■ Extract
Chapter 5 Lesson 3 - Creating an NFT Contract: Implementing the NonFungibleToken Standard (Part 3/3)
Let’s finish our CryptoPoops NFT Contract from Chapter 4 using our new knowledge of the NonFungibleToken standard.
We will spend this entire lesson just reforming our NFT Contract to fit the standard, found here: https://github.com/onflow/flow-nft/blob/master/contracts/NonFungibleToken.cdc
Video
Today, we’ll cover 31:20 - The End: https://www.youtube.com/watch?v=bQVXSpg6GE8
Implementing the NonFungibleToken Standard
There’s a LOT in the NonFungibleToken standard. Let’s take a peak at it:
/**
## The Flow Non-Fungible Token standard
*/
// The main NFT contract interface. Other NFT contracts will
// import and implement this interface
//
pub contract interface NonFungibleToken {
pub var totalSupply: UInt64
pub event ContractInitialized()
pub event Withdraw(id: UInt64, from: Address?)
pub event Deposit(id: UInt64, to: Address?)
pub resource interface INFT {
// The unique ID that each NFT has
pub let id: UInt64
}
pub resource NFT: INFT {
pub let id: UInt64
}
pub resource interface Provider {
pub fun withdraw(withdrawID: UInt64): @NFT {
post {
result.id == withdrawID: "The ID of the withdrawn token must be the same as the requested ID"
}
}
}
pub resource interface Receiver {
pub fun deposit(token: @NFT)
}
pub resource interface CollectionPublic {
pub fun deposit(token: @NFT)
pub fun getIDs(): [UInt64]
pub fun borrowNFT(id: UInt64): &NFT
}
pub resource Collection: Provider, Receiver, CollectionPublic {
// Dictionary to hold the NFTs in the Collection
pub var ownedNFTs: @{UInt64: NFT}
// withdraw removes an NFT from the collection and moves it to the caller
pub fun withdraw(withdrawID: UInt64): @NFT
// deposit takes a NFT and adds it to the collections dictionary
// and adds the ID to the id array
pub fun deposit(token: @NFT)
// getIDs returns an array of the IDs that are in the collection
pub fun getIDs(): [UInt64]
// Returns a borrowed reference to an NFT in the collection
// so that the caller can read data and call methods from it
pub fun borrowNFT(id: UInt64): &NFT {
pre {
self.ownedNFTs[id] != nil: "NFT does not exist in the collection!"
}
}
}
pub fun createEmptyCollection(): @Collection {
post {
result.getIDs().length == 0: "The created collection must be empty!"
}
}
}
Wow. I'm scared.
The good news is that we have actually implemented most of it. Believe it or not, I am such a good teacher that I had us implement 75% of this contract without you even knowing it. Damn, I’m good! Let’s look at the contract we wrote so far:
pub contract CryptoPoops {
pub var totalSupply: UInt64
pub resource NFT {
pub let id: UInt64
pub let name: String
pub let favouriteFood: String
pub let luckyNumber: Int
init(_name: String, _favouriteFood: String, _luckyNumber: Int) {
self.id = self.uuid
self.name = _name
self.favouriteFood = _favouriteFood
self.luckyNumber = _luckyNumber
}
}
pub resource interface CollectionPublic {
pub fun deposit(token: @NFT)

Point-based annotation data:
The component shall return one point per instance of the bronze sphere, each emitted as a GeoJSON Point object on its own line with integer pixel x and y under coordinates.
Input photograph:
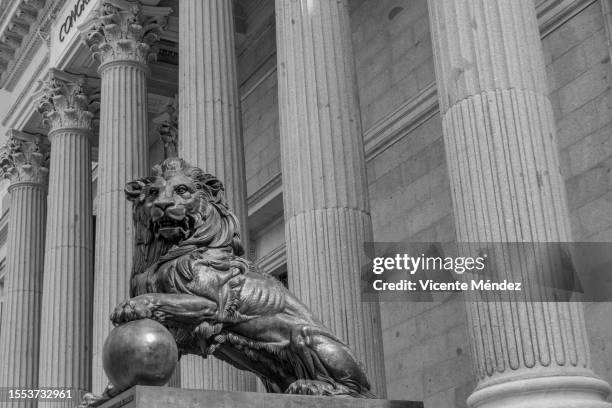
{"type": "Point", "coordinates": [141, 352]}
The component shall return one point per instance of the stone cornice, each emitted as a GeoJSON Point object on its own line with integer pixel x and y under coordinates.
{"type": "Point", "coordinates": [69, 101]}
{"type": "Point", "coordinates": [122, 30]}
{"type": "Point", "coordinates": [25, 158]}
{"type": "Point", "coordinates": [403, 120]}
{"type": "Point", "coordinates": [30, 25]}
{"type": "Point", "coordinates": [554, 13]}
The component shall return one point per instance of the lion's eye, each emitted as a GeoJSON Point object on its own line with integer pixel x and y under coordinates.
{"type": "Point", "coordinates": [182, 189]}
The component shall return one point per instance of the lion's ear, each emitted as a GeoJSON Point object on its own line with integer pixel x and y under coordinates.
{"type": "Point", "coordinates": [134, 189]}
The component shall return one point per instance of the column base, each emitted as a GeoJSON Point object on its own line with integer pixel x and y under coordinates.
{"type": "Point", "coordinates": [164, 397]}
{"type": "Point", "coordinates": [544, 392]}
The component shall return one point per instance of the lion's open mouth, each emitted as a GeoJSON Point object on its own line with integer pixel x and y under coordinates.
{"type": "Point", "coordinates": [172, 229]}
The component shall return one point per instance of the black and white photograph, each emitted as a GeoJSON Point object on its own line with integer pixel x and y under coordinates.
{"type": "Point", "coordinates": [305, 203]}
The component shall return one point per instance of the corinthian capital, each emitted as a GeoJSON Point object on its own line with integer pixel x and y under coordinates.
{"type": "Point", "coordinates": [25, 158]}
{"type": "Point", "coordinates": [125, 30]}
{"type": "Point", "coordinates": [68, 101]}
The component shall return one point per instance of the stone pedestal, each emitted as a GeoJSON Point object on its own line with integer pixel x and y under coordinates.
{"type": "Point", "coordinates": [24, 160]}
{"type": "Point", "coordinates": [68, 106]}
{"type": "Point", "coordinates": [500, 140]}
{"type": "Point", "coordinates": [211, 139]}
{"type": "Point", "coordinates": [164, 397]}
{"type": "Point", "coordinates": [120, 37]}
{"type": "Point", "coordinates": [326, 204]}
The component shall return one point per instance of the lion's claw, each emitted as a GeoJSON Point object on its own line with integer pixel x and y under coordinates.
{"type": "Point", "coordinates": [132, 309]}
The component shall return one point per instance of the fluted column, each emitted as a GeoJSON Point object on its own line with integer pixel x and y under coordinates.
{"type": "Point", "coordinates": [211, 138]}
{"type": "Point", "coordinates": [501, 146]}
{"type": "Point", "coordinates": [327, 214]}
{"type": "Point", "coordinates": [24, 160]}
{"type": "Point", "coordinates": [68, 105]}
{"type": "Point", "coordinates": [120, 37]}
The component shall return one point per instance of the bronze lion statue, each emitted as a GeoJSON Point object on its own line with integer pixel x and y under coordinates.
{"type": "Point", "coordinates": [188, 274]}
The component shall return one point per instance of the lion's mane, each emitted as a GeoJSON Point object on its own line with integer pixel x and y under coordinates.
{"type": "Point", "coordinates": [215, 225]}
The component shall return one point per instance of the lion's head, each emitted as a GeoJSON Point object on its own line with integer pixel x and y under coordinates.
{"type": "Point", "coordinates": [180, 208]}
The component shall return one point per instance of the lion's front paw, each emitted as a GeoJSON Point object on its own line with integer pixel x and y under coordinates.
{"type": "Point", "coordinates": [132, 309]}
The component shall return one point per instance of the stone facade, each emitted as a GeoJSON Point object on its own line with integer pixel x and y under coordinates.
{"type": "Point", "coordinates": [427, 351]}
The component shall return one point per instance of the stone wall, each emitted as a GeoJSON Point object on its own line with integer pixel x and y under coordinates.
{"type": "Point", "coordinates": [426, 345]}
{"type": "Point", "coordinates": [579, 74]}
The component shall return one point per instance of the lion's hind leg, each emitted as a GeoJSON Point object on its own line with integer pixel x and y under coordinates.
{"type": "Point", "coordinates": [326, 366]}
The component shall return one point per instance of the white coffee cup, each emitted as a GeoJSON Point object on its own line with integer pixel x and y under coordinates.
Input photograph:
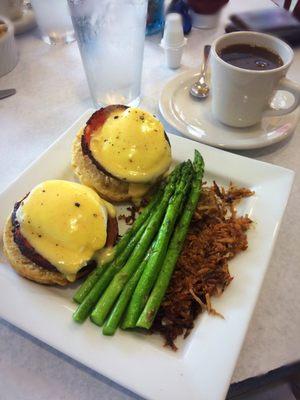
{"type": "Point", "coordinates": [11, 9]}
{"type": "Point", "coordinates": [241, 97]}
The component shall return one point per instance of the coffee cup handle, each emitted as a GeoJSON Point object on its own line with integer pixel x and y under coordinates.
{"type": "Point", "coordinates": [289, 86]}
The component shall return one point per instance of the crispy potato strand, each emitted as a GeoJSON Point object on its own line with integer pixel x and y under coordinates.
{"type": "Point", "coordinates": [215, 236]}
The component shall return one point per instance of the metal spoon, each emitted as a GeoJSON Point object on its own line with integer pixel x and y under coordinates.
{"type": "Point", "coordinates": [200, 89]}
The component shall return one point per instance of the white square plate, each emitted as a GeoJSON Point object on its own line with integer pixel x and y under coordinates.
{"type": "Point", "coordinates": [203, 365]}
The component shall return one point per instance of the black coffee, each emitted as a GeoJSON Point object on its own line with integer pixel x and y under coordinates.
{"type": "Point", "coordinates": [250, 57]}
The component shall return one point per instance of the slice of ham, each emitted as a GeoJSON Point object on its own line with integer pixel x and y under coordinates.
{"type": "Point", "coordinates": [29, 251]}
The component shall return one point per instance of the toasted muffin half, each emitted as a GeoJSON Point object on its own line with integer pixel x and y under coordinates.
{"type": "Point", "coordinates": [28, 260]}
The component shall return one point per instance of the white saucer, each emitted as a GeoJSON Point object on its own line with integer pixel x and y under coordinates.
{"type": "Point", "coordinates": [26, 22]}
{"type": "Point", "coordinates": [193, 118]}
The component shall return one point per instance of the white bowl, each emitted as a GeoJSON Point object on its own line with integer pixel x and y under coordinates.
{"type": "Point", "coordinates": [8, 49]}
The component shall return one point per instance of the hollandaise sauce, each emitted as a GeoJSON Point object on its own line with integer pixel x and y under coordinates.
{"type": "Point", "coordinates": [65, 222]}
{"type": "Point", "coordinates": [131, 145]}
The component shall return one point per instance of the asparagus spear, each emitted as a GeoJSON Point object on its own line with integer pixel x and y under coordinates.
{"type": "Point", "coordinates": [84, 309]}
{"type": "Point", "coordinates": [147, 317]}
{"type": "Point", "coordinates": [154, 264]}
{"type": "Point", "coordinates": [109, 297]}
{"type": "Point", "coordinates": [117, 312]}
{"type": "Point", "coordinates": [93, 277]}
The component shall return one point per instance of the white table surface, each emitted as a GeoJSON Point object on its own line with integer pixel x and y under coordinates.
{"type": "Point", "coordinates": [51, 93]}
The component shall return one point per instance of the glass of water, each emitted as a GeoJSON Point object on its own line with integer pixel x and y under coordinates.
{"type": "Point", "coordinates": [110, 36]}
{"type": "Point", "coordinates": [54, 21]}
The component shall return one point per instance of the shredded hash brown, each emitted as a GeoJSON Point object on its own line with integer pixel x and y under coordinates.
{"type": "Point", "coordinates": [215, 236]}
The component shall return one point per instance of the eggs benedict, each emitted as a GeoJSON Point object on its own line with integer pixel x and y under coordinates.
{"type": "Point", "coordinates": [53, 234]}
{"type": "Point", "coordinates": [121, 152]}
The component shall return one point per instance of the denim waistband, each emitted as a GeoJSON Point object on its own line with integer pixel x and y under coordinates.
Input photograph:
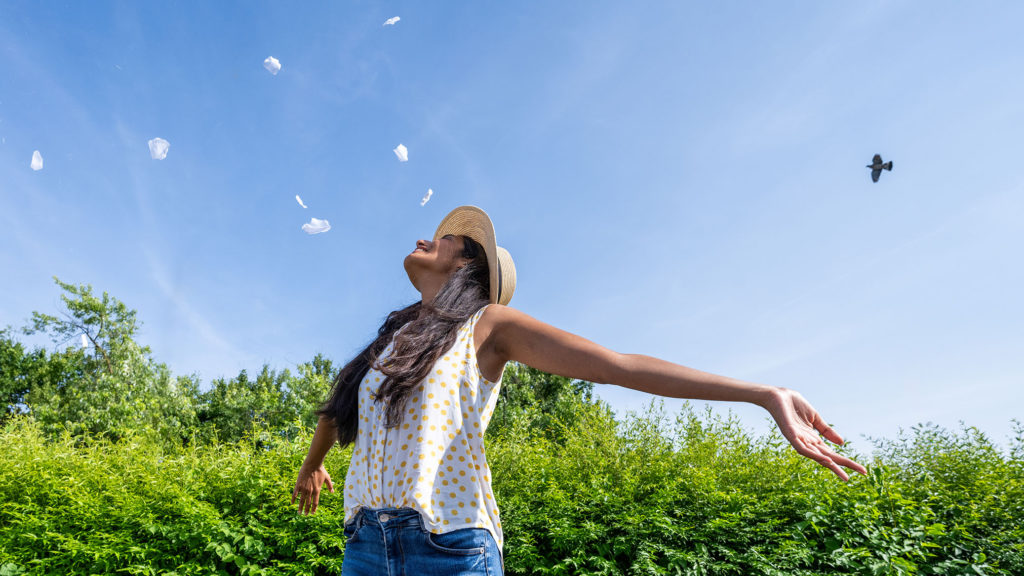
{"type": "Point", "coordinates": [388, 517]}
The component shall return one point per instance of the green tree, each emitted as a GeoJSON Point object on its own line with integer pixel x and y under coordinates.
{"type": "Point", "coordinates": [109, 386]}
{"type": "Point", "coordinates": [541, 403]}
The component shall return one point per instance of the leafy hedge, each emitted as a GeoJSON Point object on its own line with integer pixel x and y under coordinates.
{"type": "Point", "coordinates": [649, 494]}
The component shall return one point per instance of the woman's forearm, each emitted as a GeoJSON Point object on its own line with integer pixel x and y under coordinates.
{"type": "Point", "coordinates": [324, 438]}
{"type": "Point", "coordinates": [665, 378]}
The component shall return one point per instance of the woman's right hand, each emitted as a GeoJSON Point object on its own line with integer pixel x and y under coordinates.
{"type": "Point", "coordinates": [803, 426]}
{"type": "Point", "coordinates": [308, 486]}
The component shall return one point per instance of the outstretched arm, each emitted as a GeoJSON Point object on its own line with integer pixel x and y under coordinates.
{"type": "Point", "coordinates": [515, 336]}
{"type": "Point", "coordinates": [312, 475]}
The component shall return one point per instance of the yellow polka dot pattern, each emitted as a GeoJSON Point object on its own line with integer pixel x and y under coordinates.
{"type": "Point", "coordinates": [433, 460]}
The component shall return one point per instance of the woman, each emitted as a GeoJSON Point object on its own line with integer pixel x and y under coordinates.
{"type": "Point", "coordinates": [417, 401]}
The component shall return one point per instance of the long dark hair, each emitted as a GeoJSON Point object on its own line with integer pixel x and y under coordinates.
{"type": "Point", "coordinates": [427, 332]}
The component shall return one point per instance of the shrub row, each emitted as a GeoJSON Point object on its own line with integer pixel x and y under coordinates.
{"type": "Point", "coordinates": [650, 494]}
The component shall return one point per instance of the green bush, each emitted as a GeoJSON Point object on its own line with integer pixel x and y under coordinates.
{"type": "Point", "coordinates": [650, 494]}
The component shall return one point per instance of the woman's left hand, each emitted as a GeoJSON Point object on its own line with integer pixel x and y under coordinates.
{"type": "Point", "coordinates": [802, 424]}
{"type": "Point", "coordinates": [307, 488]}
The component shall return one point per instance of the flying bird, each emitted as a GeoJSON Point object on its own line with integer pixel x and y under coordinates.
{"type": "Point", "coordinates": [877, 167]}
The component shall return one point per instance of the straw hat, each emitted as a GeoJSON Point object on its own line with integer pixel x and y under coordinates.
{"type": "Point", "coordinates": [471, 221]}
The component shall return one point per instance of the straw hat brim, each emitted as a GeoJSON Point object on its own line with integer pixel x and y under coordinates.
{"type": "Point", "coordinates": [474, 222]}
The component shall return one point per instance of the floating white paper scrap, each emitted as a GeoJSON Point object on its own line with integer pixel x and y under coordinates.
{"type": "Point", "coordinates": [315, 225]}
{"type": "Point", "coordinates": [159, 148]}
{"type": "Point", "coordinates": [271, 65]}
{"type": "Point", "coordinates": [402, 153]}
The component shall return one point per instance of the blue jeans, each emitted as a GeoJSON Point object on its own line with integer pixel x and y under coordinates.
{"type": "Point", "coordinates": [395, 542]}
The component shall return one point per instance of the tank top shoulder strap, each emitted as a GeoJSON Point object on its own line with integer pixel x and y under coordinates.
{"type": "Point", "coordinates": [476, 318]}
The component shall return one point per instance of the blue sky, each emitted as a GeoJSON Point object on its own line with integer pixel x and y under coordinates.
{"type": "Point", "coordinates": [685, 180]}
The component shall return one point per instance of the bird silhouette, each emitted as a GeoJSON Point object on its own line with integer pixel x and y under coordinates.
{"type": "Point", "coordinates": [877, 167]}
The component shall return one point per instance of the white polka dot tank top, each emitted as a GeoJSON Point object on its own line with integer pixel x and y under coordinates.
{"type": "Point", "coordinates": [433, 460]}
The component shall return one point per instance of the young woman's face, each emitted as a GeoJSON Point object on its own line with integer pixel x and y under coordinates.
{"type": "Point", "coordinates": [436, 259]}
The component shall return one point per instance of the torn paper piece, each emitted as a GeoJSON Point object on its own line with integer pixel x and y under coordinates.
{"type": "Point", "coordinates": [271, 65]}
{"type": "Point", "coordinates": [159, 148]}
{"type": "Point", "coordinates": [315, 225]}
{"type": "Point", "coordinates": [402, 153]}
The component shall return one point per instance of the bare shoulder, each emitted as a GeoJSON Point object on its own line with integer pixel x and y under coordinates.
{"type": "Point", "coordinates": [496, 321]}
{"type": "Point", "coordinates": [507, 334]}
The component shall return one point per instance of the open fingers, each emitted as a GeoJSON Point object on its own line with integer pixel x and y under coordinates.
{"type": "Point", "coordinates": [825, 430]}
{"type": "Point", "coordinates": [824, 456]}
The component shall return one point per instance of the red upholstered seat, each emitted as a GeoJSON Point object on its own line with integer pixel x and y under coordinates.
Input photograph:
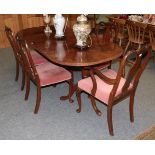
{"type": "Point", "coordinates": [103, 89]}
{"type": "Point", "coordinates": [103, 65]}
{"type": "Point", "coordinates": [112, 87]}
{"type": "Point", "coordinates": [51, 74]}
{"type": "Point", "coordinates": [37, 58]}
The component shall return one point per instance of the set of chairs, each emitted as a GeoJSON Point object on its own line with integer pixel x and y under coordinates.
{"type": "Point", "coordinates": [107, 86]}
{"type": "Point", "coordinates": [137, 34]}
{"type": "Point", "coordinates": [35, 68]}
{"type": "Point", "coordinates": [111, 87]}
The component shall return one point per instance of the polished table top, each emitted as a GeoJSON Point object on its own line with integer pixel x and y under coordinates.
{"type": "Point", "coordinates": [64, 52]}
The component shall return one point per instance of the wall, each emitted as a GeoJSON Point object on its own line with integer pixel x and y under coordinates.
{"type": "Point", "coordinates": [21, 21]}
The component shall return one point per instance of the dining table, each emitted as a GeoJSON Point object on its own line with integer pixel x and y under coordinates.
{"type": "Point", "coordinates": [63, 51]}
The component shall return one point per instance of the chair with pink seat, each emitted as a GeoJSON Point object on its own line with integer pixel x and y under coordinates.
{"type": "Point", "coordinates": [42, 75]}
{"type": "Point", "coordinates": [38, 59]}
{"type": "Point", "coordinates": [110, 87]}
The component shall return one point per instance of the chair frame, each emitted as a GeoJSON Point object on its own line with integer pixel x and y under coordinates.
{"type": "Point", "coordinates": [119, 27]}
{"type": "Point", "coordinates": [151, 29]}
{"type": "Point", "coordinates": [32, 75]}
{"type": "Point", "coordinates": [18, 58]}
{"type": "Point", "coordinates": [133, 76]}
{"type": "Point", "coordinates": [136, 34]}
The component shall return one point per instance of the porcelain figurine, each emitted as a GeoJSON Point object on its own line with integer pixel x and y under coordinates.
{"type": "Point", "coordinates": [81, 31]}
{"type": "Point", "coordinates": [47, 20]}
{"type": "Point", "coordinates": [59, 24]}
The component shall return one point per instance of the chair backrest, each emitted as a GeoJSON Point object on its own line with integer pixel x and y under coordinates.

■ Work to do
1) In the NFT contract lesson:
(a) In the standard's Collection resource, what is the name of the dictionary that holds the NFTs?
(b) What value does the CryptoPoops NFT initializer assign to self.id?
(c) What message does createEmptyCollection give if the new collection is not empty?
2) Why does borrowNFT in the NFT contract lesson return a borrowed reference to an NFT in the collection? Answer in one to three sentences.

■ Worked solutions
1)
(a) ownedNFTs
(b) self.uuid
(c) "The created collection must be empty!"

2) It returns a borrowed reference so that the caller can read data from the NFT and call methods on it.